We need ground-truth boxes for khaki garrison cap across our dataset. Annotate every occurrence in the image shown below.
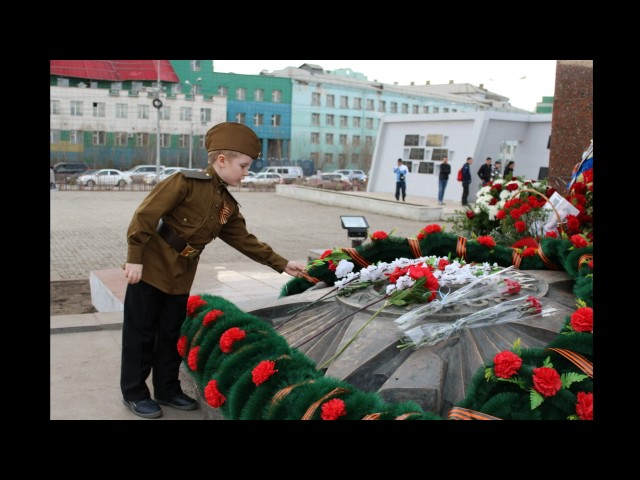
[204,122,261,159]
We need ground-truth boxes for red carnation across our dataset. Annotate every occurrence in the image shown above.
[533,367,562,397]
[204,380,227,408]
[570,307,593,333]
[202,310,224,326]
[320,398,347,420]
[251,360,277,387]
[220,327,247,353]
[187,295,207,317]
[187,346,200,372]
[576,392,593,420]
[371,230,389,240]
[178,335,188,357]
[424,223,442,235]
[478,235,496,248]
[493,350,522,378]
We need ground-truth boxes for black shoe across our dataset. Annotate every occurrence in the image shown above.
[156,393,198,410]
[122,398,162,418]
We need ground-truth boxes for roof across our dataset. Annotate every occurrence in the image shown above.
[49,60,180,82]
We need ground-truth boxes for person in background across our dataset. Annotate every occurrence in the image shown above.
[478,157,492,187]
[502,160,516,180]
[438,157,451,205]
[393,158,409,202]
[462,157,473,207]
[120,122,305,418]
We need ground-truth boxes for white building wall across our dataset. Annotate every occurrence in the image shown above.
[367,112,551,203]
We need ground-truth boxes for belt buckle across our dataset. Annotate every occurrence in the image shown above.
[180,243,200,258]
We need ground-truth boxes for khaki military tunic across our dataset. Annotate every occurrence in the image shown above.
[127,166,288,295]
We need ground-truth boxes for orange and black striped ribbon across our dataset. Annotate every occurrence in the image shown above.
[456,236,467,260]
[449,407,502,420]
[218,202,231,225]
[538,247,560,270]
[342,248,370,268]
[407,238,423,258]
[547,347,593,378]
[511,248,522,269]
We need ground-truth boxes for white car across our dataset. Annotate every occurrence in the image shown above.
[77,168,133,187]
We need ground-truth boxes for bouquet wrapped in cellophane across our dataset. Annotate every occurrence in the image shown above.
[398,295,558,349]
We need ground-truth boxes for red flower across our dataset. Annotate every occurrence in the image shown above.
[178,335,188,357]
[202,310,224,326]
[204,380,227,408]
[320,398,347,420]
[569,307,593,333]
[493,350,522,378]
[424,223,442,235]
[478,235,496,248]
[187,295,207,317]
[533,367,562,397]
[576,392,593,420]
[220,327,247,353]
[187,347,200,372]
[251,360,277,387]
[571,235,589,248]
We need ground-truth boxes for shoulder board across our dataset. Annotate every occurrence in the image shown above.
[180,170,212,180]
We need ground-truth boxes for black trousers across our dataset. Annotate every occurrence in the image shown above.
[120,281,189,402]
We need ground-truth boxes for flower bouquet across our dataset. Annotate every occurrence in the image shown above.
[398,295,557,349]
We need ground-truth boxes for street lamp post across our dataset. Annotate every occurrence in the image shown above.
[184,77,202,168]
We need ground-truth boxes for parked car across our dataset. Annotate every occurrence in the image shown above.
[77,168,133,187]
[241,172,284,188]
[142,167,200,185]
[122,165,165,183]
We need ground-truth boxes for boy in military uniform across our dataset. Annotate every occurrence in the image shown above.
[120,122,305,418]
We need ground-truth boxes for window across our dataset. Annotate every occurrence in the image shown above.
[404,135,420,147]
[92,131,107,145]
[93,102,106,117]
[180,107,191,122]
[327,95,336,108]
[116,103,129,118]
[113,132,127,147]
[69,130,82,145]
[138,105,149,120]
[158,105,171,120]
[136,132,149,147]
[200,108,211,124]
[71,100,82,117]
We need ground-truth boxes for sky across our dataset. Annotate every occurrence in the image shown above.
[213,60,556,112]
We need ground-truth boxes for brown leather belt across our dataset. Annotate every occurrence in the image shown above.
[157,221,200,258]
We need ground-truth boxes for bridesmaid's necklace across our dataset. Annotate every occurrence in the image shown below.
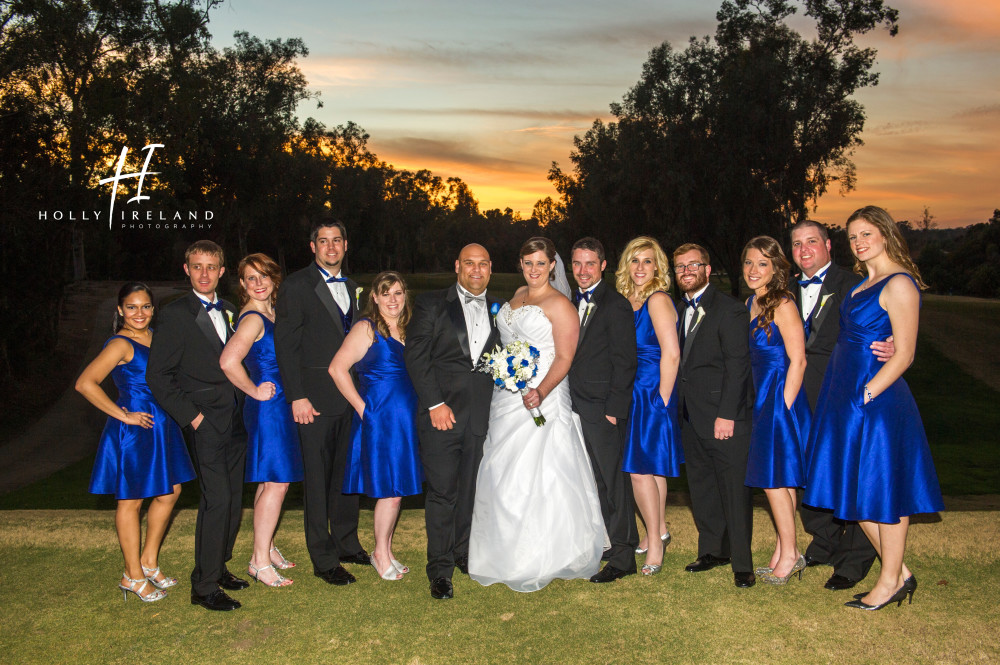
[122,326,153,346]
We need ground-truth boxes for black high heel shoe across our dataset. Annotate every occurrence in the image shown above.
[854,575,917,605]
[844,575,916,612]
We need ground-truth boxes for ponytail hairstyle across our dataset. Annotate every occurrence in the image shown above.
[111,282,156,335]
[740,236,795,339]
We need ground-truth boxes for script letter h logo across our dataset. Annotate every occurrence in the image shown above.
[97,143,164,231]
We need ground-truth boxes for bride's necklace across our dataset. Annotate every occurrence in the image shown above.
[517,289,544,309]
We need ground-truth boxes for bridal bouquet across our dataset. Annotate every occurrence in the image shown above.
[476,339,545,427]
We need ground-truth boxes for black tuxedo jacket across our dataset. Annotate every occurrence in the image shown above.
[795,263,863,408]
[405,284,501,435]
[146,291,238,431]
[569,279,638,422]
[678,284,753,439]
[274,263,358,416]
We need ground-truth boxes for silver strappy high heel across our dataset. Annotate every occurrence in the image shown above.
[142,566,177,589]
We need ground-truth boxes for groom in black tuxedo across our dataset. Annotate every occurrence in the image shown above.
[274,221,370,586]
[791,221,894,591]
[674,244,756,588]
[405,244,500,599]
[146,240,248,611]
[569,238,639,582]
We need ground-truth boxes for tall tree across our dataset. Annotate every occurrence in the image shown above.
[550,0,898,292]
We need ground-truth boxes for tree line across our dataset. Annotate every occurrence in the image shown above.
[9,0,992,390]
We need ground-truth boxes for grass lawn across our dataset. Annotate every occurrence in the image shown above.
[0,506,1000,665]
[0,282,1000,665]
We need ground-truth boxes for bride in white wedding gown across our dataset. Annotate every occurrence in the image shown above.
[469,238,607,591]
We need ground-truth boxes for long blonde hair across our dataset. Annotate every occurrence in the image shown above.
[615,236,670,301]
[847,206,927,290]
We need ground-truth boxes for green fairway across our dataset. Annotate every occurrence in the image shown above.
[0,506,1000,665]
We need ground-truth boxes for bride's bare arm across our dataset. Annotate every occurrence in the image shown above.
[535,294,580,406]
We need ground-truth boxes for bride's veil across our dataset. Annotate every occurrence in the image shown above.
[552,252,573,300]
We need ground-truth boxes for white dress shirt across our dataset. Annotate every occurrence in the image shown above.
[316,263,351,314]
[192,289,226,344]
[684,284,708,335]
[802,261,833,321]
[458,284,492,363]
[576,280,602,325]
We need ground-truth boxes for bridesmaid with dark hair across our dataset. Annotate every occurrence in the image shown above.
[743,236,810,584]
[329,272,424,581]
[802,206,944,610]
[76,282,195,603]
[219,254,302,587]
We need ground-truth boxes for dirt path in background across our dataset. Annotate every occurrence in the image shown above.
[0,282,1000,498]
[920,295,1000,390]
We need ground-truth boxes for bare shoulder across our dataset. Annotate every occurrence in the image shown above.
[879,273,920,305]
[774,298,802,327]
[646,291,677,316]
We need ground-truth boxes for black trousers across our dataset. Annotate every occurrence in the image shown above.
[420,418,486,580]
[681,420,753,573]
[184,418,247,596]
[800,505,876,580]
[299,409,364,571]
[580,417,639,572]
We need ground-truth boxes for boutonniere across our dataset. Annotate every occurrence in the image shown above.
[813,293,835,318]
[691,305,705,330]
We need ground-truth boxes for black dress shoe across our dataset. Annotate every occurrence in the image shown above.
[590,563,635,584]
[684,554,732,575]
[823,573,859,591]
[313,566,357,586]
[219,569,250,595]
[431,577,455,600]
[806,554,830,568]
[191,589,241,612]
[340,550,372,566]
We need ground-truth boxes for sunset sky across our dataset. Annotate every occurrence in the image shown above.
[209,0,1000,226]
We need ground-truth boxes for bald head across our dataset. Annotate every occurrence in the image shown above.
[455,243,493,296]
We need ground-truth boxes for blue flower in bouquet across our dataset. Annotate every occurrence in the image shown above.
[475,340,545,427]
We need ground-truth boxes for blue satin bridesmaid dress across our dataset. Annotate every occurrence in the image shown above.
[343,319,424,498]
[745,296,811,488]
[240,311,302,483]
[802,273,944,524]
[622,298,684,478]
[90,335,195,499]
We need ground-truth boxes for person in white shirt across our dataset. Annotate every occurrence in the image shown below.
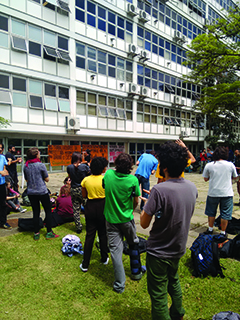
[203,147,238,235]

=-=-=

» Exercise description
Reproduce the records beginning at the line that contains "We need ground-truth boxes for orange" and ending after the line that contains "[213,60,556,112]", swapping "bouquet" for "arrangement" wherever it occurs and leaving everything else unchanged.

» Exercise result
We need ground-truth boxes for orange and black striped ribbon across our dataset. Annotate every occurrence in the image shown above.
[456,236,467,260]
[449,407,502,420]
[218,202,231,225]
[538,247,560,270]
[342,248,370,268]
[407,238,423,258]
[547,347,593,378]
[511,248,522,269]
We need ground-truth boxes for white car across our dataset. Annotate every occurrence in the image shown above.
[77,168,133,187]
We need ground-truth boxes for arrangement wrapped in cellophane across our dataset. Annotate every occurrence in the image shown above.
[398,295,558,349]
We need ground-truth boxes for red flower across our dataset. Annotate every occurrence in the image shown above.
[178,335,188,357]
[202,310,224,326]
[204,380,227,408]
[320,398,347,420]
[569,307,593,333]
[493,350,522,378]
[424,223,442,235]
[478,235,496,248]
[187,295,207,317]
[533,367,562,397]
[576,392,593,420]
[220,327,247,353]
[187,347,200,372]
[251,360,277,387]
[571,235,589,248]
We need ground-truth boxes for shoulder board across our dataset. Annotate every occurrence in the image shown above.
[180,170,212,180]
We need ground-truth boxes for black trousers across our dataset. Annotate every occurrence in the image shown above.
[120,281,189,402]
We need ground-truth boxes for flower arrangement across our dataset. Annotate every occurrence in the image shown above.
[398,295,557,349]
We need ground-truth boxes for street lamp post across our dataset. Annotate every occurrence in the image shown above.
[184,77,202,168]
We need ground-truth boxes for parked car across our dataset. Annotate every occurrence in the image shown above.
[77,168,133,187]
[241,172,284,188]
[142,167,200,185]
[122,165,165,183]
We need ground-truth boxes for boy in military uniform across our dataset. Annotate every occurrence in the image shown above.
[120,122,305,418]
We need ground-truth boxes for window across our dataset. Annotate every occurrence in the image shown above.
[404,135,420,147]
[92,131,107,145]
[93,102,106,117]
[180,107,191,122]
[327,95,336,108]
[116,103,129,118]
[113,132,127,147]
[69,130,82,145]
[138,105,149,120]
[158,105,171,120]
[136,132,149,147]
[200,108,211,124]
[71,100,82,117]
We need ground-truth boxes for sky across our dataset. Annotate every occurrence in the image shown above.
[213,60,556,112]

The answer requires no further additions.